• Requirement: Write out the material again, starting at the line that has "brick wall and report the position of each." and stopping after the last line. Swap "pavement" for "sidewalk" and leave everything else unchanged.

• Recorded information:
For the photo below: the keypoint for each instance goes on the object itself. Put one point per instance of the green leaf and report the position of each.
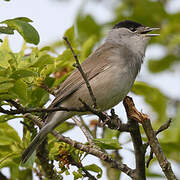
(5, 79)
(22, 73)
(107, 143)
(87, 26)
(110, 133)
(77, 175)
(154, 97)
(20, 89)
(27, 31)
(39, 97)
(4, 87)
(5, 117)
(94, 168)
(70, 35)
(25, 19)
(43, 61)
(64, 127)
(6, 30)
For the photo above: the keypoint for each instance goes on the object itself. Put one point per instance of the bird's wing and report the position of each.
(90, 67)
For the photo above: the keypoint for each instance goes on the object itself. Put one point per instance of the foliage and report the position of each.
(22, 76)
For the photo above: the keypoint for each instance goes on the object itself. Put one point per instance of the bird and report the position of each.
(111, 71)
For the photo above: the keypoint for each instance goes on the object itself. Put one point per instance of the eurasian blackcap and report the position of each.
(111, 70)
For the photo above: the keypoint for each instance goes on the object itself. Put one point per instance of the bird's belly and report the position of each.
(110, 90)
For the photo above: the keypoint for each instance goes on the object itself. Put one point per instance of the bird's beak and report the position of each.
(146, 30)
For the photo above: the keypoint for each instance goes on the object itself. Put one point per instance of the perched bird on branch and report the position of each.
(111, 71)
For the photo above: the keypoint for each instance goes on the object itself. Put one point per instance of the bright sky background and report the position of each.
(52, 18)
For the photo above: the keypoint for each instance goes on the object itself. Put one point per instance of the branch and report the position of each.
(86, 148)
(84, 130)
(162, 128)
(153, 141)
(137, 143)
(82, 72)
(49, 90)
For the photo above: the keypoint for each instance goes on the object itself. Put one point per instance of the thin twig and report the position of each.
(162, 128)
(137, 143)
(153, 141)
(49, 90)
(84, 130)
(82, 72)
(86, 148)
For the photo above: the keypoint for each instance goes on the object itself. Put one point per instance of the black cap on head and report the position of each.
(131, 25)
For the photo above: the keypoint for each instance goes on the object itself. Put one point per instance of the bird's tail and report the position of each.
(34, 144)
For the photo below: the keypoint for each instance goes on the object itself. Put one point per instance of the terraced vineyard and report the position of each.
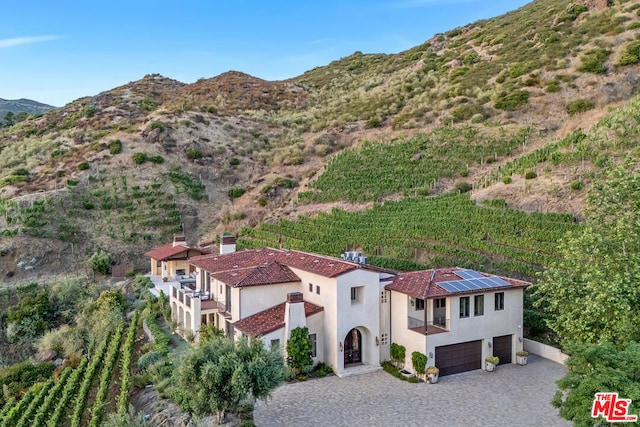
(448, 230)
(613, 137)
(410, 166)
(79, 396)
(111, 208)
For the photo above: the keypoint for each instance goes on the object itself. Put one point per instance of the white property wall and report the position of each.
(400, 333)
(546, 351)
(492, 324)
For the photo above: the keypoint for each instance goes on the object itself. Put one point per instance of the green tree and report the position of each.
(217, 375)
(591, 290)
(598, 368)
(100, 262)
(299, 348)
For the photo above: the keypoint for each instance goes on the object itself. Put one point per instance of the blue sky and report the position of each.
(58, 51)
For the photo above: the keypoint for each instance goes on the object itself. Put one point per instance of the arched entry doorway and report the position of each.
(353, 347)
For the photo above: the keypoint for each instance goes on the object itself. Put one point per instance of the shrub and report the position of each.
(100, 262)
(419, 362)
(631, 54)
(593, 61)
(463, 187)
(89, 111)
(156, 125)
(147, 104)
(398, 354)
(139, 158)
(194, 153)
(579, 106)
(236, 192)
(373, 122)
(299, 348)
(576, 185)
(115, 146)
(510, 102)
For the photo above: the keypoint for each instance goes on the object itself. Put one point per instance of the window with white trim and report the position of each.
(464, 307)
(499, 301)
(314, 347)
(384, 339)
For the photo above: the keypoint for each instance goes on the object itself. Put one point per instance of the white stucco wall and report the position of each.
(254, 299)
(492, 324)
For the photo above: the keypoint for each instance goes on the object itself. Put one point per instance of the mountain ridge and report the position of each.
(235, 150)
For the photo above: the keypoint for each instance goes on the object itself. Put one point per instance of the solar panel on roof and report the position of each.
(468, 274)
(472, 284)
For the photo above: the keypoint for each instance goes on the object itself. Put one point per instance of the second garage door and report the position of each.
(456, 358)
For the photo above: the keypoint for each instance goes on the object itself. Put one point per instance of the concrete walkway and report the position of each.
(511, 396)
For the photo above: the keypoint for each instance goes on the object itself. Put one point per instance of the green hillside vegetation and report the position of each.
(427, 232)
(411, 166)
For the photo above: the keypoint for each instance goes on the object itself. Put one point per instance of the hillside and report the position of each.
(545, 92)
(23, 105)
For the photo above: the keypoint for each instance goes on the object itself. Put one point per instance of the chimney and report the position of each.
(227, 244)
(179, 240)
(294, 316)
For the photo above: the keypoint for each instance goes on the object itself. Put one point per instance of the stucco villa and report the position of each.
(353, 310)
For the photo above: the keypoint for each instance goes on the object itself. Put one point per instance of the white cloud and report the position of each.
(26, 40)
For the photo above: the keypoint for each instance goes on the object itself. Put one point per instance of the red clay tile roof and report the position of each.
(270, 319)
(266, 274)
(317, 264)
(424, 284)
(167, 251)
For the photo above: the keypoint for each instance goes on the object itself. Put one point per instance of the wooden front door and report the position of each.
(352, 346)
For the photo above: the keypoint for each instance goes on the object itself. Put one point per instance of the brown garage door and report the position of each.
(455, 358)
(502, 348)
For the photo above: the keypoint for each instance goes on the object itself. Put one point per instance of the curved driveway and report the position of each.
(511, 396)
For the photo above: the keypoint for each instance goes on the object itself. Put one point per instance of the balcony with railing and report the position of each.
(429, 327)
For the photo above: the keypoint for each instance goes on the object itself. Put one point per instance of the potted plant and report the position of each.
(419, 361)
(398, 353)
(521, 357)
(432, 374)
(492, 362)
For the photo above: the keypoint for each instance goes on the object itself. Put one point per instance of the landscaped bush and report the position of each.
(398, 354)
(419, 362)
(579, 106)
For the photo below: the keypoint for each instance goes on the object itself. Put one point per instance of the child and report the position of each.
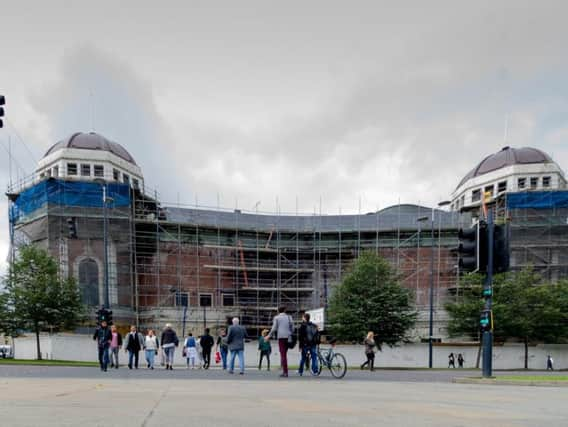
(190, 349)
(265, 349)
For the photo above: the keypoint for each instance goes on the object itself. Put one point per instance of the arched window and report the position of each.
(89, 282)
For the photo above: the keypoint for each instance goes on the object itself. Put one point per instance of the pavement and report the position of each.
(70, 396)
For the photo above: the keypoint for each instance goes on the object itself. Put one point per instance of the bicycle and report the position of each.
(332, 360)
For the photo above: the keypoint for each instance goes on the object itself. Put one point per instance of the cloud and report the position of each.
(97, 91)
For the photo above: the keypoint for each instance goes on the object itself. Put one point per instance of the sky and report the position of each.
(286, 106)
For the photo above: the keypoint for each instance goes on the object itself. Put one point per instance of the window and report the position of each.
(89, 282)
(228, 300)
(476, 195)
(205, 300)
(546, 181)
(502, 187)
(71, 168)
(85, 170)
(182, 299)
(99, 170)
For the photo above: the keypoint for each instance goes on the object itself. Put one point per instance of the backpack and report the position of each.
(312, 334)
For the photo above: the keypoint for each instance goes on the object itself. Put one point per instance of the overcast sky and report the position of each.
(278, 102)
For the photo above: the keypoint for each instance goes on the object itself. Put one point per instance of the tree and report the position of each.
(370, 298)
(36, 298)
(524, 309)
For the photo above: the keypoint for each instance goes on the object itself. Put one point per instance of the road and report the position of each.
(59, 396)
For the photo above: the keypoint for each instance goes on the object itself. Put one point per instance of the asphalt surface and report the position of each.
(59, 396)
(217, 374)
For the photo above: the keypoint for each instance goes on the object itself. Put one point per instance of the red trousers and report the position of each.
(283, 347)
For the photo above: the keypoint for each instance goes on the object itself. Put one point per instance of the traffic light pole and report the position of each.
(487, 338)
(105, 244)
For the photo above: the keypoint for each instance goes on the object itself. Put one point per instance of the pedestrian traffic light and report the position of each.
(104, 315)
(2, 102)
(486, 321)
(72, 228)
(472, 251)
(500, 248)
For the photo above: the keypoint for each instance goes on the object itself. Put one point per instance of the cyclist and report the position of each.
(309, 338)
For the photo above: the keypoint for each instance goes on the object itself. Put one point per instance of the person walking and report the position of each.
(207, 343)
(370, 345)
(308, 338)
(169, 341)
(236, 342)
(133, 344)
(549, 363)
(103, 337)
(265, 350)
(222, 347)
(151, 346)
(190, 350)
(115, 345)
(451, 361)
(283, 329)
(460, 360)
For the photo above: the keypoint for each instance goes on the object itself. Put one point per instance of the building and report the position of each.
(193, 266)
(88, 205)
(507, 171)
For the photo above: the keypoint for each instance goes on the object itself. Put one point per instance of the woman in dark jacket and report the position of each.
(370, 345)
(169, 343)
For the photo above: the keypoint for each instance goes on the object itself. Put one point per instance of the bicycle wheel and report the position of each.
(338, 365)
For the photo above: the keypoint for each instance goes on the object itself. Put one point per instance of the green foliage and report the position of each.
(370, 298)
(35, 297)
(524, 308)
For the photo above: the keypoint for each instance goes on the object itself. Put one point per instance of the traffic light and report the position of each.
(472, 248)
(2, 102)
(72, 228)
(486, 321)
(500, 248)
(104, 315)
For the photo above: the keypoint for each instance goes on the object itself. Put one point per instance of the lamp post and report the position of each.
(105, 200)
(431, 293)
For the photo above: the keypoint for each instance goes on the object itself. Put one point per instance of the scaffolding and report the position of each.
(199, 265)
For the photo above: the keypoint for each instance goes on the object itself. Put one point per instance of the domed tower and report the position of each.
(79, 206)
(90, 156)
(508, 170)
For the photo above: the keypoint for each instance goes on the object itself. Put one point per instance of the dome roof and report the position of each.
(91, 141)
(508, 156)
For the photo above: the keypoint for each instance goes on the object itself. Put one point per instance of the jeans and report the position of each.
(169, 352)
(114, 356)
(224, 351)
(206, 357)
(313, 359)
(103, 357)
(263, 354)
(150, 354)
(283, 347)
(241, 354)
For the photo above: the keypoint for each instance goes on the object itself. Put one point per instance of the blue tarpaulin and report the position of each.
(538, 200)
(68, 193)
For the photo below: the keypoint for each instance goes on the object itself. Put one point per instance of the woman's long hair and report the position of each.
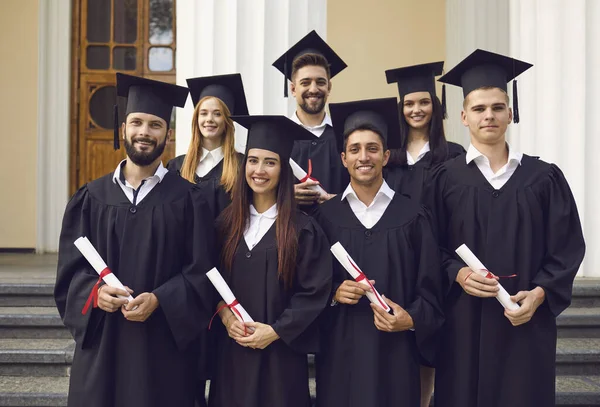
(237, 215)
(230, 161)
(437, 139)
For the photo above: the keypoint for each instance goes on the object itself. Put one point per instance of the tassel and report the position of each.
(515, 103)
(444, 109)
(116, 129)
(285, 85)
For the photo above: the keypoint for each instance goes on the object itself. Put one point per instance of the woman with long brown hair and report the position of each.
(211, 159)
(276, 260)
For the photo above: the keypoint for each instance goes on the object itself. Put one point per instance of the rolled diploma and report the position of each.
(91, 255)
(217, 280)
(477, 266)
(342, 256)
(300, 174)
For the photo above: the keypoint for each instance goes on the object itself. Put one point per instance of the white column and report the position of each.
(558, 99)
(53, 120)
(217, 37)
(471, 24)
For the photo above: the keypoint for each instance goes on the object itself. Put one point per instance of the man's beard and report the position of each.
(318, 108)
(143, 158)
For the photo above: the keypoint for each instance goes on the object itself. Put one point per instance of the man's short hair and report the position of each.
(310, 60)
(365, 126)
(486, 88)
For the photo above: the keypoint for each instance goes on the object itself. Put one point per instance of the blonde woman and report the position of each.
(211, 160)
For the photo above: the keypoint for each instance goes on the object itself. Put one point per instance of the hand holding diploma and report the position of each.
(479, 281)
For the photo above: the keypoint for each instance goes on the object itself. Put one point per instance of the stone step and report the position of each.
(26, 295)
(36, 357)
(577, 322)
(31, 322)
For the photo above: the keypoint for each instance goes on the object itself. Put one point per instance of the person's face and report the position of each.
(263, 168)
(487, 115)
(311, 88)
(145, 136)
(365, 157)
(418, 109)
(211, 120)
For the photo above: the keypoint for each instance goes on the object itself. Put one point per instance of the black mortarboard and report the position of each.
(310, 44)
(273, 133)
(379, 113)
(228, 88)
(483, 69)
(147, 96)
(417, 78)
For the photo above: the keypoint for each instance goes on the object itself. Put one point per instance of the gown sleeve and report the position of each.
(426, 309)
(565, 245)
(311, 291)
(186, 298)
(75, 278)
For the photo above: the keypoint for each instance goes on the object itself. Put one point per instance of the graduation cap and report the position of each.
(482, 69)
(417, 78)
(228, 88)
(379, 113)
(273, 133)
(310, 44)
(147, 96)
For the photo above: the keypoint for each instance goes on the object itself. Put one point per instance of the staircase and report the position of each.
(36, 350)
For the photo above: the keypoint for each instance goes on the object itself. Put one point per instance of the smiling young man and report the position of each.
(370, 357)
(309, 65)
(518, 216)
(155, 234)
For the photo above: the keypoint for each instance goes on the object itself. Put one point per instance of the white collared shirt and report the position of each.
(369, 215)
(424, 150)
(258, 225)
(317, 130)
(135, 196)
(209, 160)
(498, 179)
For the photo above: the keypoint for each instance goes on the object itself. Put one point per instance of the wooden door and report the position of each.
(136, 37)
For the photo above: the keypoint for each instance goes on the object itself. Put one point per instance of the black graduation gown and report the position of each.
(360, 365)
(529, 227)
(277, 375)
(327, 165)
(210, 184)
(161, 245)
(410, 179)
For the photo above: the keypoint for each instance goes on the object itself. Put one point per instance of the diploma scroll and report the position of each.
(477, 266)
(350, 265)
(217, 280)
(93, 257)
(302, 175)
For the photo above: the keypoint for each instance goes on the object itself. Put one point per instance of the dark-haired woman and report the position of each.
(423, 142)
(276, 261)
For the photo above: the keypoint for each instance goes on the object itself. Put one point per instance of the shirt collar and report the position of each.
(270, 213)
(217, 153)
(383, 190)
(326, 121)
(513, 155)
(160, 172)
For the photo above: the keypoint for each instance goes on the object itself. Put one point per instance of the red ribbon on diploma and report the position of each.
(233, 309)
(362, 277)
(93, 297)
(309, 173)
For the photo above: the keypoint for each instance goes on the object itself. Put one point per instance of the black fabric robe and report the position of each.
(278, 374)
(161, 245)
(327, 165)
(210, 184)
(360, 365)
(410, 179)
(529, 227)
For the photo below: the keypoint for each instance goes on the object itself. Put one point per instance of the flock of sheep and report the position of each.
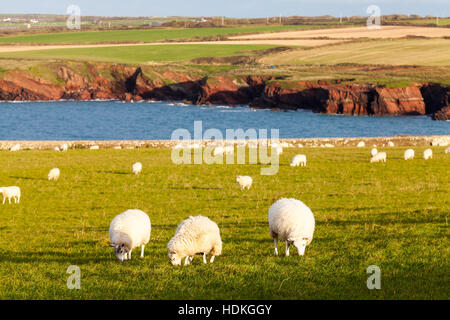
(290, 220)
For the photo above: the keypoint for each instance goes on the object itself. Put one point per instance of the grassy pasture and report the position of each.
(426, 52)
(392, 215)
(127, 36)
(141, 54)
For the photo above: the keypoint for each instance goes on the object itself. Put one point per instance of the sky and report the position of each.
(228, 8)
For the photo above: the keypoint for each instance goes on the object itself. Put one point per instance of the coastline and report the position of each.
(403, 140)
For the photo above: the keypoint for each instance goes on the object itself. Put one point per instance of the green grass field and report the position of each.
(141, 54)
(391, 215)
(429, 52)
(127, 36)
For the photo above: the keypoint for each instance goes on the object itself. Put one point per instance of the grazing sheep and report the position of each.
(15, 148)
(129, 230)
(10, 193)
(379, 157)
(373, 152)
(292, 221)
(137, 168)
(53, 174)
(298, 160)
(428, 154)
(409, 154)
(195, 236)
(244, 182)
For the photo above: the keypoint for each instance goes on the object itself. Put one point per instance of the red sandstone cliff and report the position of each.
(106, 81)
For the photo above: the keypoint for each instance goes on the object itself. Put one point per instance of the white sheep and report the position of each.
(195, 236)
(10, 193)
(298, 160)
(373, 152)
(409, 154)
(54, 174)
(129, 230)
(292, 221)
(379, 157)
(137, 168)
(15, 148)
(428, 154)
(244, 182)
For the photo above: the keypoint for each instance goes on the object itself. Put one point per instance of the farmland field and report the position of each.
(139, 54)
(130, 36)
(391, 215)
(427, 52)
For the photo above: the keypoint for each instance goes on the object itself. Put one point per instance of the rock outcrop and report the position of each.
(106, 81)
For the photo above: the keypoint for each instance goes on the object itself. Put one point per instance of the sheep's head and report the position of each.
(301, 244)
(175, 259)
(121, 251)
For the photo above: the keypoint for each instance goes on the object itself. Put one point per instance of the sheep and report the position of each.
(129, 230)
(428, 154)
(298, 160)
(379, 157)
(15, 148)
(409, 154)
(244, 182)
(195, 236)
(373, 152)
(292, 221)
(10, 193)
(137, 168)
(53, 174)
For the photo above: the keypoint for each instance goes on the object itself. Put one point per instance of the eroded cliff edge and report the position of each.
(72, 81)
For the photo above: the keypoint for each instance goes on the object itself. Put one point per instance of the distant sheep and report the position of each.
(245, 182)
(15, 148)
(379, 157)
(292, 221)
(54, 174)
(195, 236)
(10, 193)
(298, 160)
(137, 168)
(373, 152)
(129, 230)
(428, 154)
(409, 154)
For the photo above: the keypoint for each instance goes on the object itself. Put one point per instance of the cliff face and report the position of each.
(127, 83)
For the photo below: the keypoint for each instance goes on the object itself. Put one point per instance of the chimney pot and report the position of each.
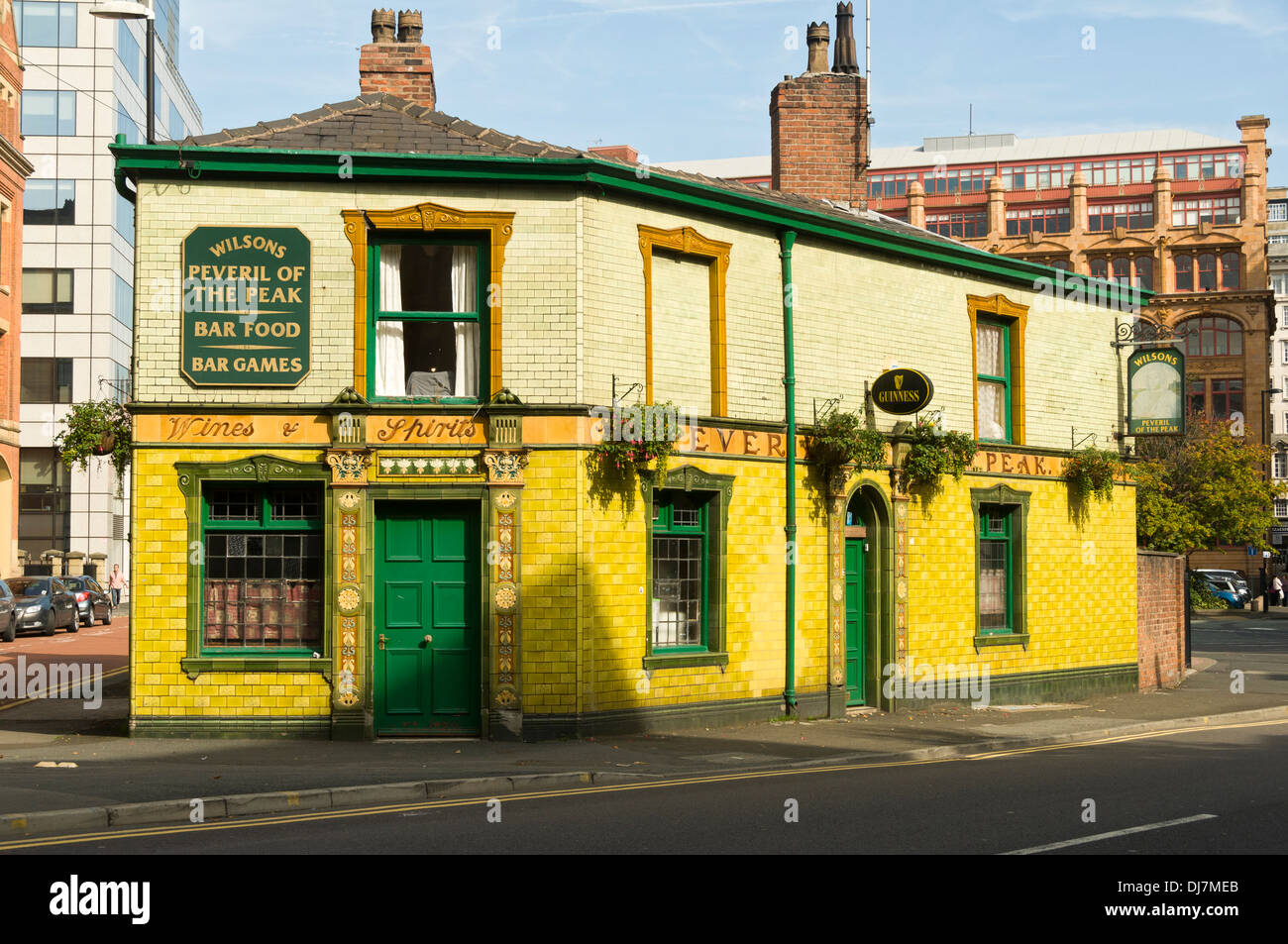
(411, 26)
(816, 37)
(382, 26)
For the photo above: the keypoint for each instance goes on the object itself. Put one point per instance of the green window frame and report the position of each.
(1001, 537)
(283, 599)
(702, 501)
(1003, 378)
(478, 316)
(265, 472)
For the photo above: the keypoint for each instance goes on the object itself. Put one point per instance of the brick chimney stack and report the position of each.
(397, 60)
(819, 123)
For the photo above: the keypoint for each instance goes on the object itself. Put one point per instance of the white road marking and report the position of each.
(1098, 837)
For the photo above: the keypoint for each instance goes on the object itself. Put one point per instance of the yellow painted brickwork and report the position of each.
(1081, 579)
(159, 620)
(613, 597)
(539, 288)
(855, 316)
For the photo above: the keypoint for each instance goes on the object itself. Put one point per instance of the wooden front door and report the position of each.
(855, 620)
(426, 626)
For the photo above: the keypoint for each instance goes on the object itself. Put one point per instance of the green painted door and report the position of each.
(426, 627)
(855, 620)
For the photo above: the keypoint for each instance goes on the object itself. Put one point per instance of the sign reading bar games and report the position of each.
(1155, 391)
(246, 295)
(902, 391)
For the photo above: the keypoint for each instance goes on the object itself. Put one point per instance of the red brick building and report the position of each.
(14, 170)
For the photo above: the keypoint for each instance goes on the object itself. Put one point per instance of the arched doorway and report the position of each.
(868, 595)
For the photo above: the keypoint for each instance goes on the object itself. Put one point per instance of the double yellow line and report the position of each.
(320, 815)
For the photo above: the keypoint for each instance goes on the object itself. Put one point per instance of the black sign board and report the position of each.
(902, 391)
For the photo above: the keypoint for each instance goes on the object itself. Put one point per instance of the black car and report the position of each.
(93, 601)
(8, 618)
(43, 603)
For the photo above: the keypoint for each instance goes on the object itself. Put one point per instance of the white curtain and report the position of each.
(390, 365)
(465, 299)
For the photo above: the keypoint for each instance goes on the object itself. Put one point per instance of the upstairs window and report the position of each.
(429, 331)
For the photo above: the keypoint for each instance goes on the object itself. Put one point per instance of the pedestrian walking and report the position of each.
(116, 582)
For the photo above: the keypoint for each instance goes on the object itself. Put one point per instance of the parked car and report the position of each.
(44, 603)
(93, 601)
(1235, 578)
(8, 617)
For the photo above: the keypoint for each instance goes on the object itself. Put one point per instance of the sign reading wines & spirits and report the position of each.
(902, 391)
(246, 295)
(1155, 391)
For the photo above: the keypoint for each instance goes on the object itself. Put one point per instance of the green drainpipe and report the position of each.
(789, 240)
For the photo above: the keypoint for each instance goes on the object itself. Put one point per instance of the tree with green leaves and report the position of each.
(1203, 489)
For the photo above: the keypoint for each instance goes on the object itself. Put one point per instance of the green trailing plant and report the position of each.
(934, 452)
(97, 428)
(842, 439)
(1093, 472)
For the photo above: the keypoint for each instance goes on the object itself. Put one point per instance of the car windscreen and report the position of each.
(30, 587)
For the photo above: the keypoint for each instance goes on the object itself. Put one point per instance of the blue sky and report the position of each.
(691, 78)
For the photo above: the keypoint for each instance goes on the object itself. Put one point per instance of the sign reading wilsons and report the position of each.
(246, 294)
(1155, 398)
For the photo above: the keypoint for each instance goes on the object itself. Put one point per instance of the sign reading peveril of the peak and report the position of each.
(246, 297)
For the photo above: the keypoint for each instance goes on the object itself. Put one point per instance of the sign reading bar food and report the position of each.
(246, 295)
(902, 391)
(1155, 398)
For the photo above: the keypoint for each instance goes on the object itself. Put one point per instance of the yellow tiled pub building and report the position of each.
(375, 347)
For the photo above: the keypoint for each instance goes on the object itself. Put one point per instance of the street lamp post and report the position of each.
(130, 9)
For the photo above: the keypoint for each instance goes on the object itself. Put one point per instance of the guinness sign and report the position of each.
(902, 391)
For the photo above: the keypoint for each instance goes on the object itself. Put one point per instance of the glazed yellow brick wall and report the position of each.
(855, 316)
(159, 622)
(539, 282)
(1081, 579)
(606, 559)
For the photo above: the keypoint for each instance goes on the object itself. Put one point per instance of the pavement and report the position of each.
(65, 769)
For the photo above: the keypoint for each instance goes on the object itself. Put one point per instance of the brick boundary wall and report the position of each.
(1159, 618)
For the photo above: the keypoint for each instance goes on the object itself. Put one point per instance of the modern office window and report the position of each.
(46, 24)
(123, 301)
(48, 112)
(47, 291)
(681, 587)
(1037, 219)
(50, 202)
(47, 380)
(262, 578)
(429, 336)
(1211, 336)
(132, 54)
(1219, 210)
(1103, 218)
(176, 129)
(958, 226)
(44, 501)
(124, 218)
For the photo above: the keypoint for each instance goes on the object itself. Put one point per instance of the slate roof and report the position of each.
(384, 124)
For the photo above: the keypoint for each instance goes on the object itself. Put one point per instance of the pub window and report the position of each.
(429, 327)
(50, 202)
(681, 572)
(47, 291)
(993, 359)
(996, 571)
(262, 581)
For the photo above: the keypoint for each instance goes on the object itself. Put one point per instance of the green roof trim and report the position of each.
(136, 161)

• Exercise response:
For the photo above: the keypoint for each instance goes on the object itself. Put one point per instance of the glazed yellow brick wall and report the position of each.
(855, 316)
(159, 622)
(539, 282)
(1081, 579)
(606, 559)
For the photo above: the keypoint for each instance goes on the object itself. Put one point per instance of the sidewalk and report the position of each.
(65, 769)
For the photo above: the keypoint for each instance goes on the object itself. Put one point per instance of the brick boundary wall and report the position of each.
(1159, 618)
For the photo above: the keypoint for each instance goes on the object itself. Put one point per instance of the modern office window and report the position of each.
(46, 24)
(123, 301)
(48, 112)
(47, 291)
(681, 587)
(1037, 219)
(50, 202)
(47, 380)
(262, 578)
(429, 336)
(1211, 336)
(132, 54)
(1219, 210)
(1103, 218)
(176, 129)
(958, 226)
(44, 501)
(124, 218)
For the photo above: the keypoint for each instance goes on the object itself. Put one point per instance of the slate roof and report the position of each.
(384, 124)
For the photo above: the keypoint for each instance goes on the object itself. Put one point per instance of the pub window and report the position of each.
(429, 327)
(50, 202)
(681, 572)
(47, 291)
(993, 359)
(996, 571)
(262, 581)
For the photo above: the keypoint for each instance goes on the object itself. Put one point per instance of the green roof trim and report the position of each.
(136, 161)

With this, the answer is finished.